* Work order:
A word-for-word copy of the records is needed, with every picture left out.

* Records provided:
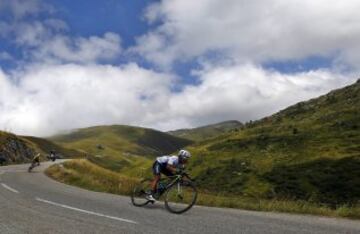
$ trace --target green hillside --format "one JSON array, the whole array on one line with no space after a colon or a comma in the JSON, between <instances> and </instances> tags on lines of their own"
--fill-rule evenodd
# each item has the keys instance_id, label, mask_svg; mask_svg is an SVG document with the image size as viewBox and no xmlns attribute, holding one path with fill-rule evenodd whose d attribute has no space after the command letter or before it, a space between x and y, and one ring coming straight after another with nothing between
<instances>
[{"instance_id":1,"label":"green hillside","mask_svg":"<svg viewBox=\"0 0 360 234\"><path fill-rule=\"evenodd\" d=\"M112 170L149 164L150 159L174 152L191 141L153 129L125 125L97 126L58 135L52 141L88 154L88 158Z\"/></svg>"},{"instance_id":2,"label":"green hillside","mask_svg":"<svg viewBox=\"0 0 360 234\"><path fill-rule=\"evenodd\" d=\"M360 200L360 82L190 150L192 173L211 192L332 207L355 204Z\"/></svg>"},{"instance_id":3,"label":"green hillside","mask_svg":"<svg viewBox=\"0 0 360 234\"><path fill-rule=\"evenodd\" d=\"M198 128L169 131L168 133L192 141L201 141L207 138L218 136L219 134L238 131L242 127L243 124L239 121L231 120Z\"/></svg>"},{"instance_id":4,"label":"green hillside","mask_svg":"<svg viewBox=\"0 0 360 234\"><path fill-rule=\"evenodd\" d=\"M83 152L62 147L44 138L33 136L21 136L21 138L27 141L29 145L31 145L31 147L34 148L37 152L40 152L44 155L48 155L50 150L55 150L57 154L60 154L61 157L64 158L76 158L84 155Z\"/></svg>"}]
</instances>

* Written solution:
$ trace --target green hillside --format "one JSON array, the whole array on one line with no space after a colon or a comma in the JSON, between <instances> and </instances> tags on lines of their own"
--fill-rule evenodd
# each item has the keys instance_id, label, mask_svg; mask_svg is an SVG document with the image size as viewBox and no xmlns attribute, holding one path with fill-rule evenodd whose d attribute has no space after the command letter or before it, a space between x and y, and one ring coming straight after another with nothing between
<instances>
[{"instance_id":1,"label":"green hillside","mask_svg":"<svg viewBox=\"0 0 360 234\"><path fill-rule=\"evenodd\" d=\"M112 170L149 164L150 159L174 152L191 141L153 129L125 125L97 126L58 135L52 141L88 154L88 158Z\"/></svg>"},{"instance_id":2,"label":"green hillside","mask_svg":"<svg viewBox=\"0 0 360 234\"><path fill-rule=\"evenodd\" d=\"M360 200L360 82L190 150L192 173L211 192L332 207L355 204Z\"/></svg>"},{"instance_id":3,"label":"green hillside","mask_svg":"<svg viewBox=\"0 0 360 234\"><path fill-rule=\"evenodd\" d=\"M198 128L169 131L168 133L192 141L201 141L207 138L218 136L219 134L238 131L242 127L243 124L239 121L231 120Z\"/></svg>"},{"instance_id":4,"label":"green hillside","mask_svg":"<svg viewBox=\"0 0 360 234\"><path fill-rule=\"evenodd\" d=\"M83 152L62 147L44 138L33 136L21 136L21 138L27 141L29 145L31 145L31 147L34 148L37 152L40 152L44 155L48 155L50 150L55 150L57 154L60 154L61 157L64 158L76 158L84 155Z\"/></svg>"}]
</instances>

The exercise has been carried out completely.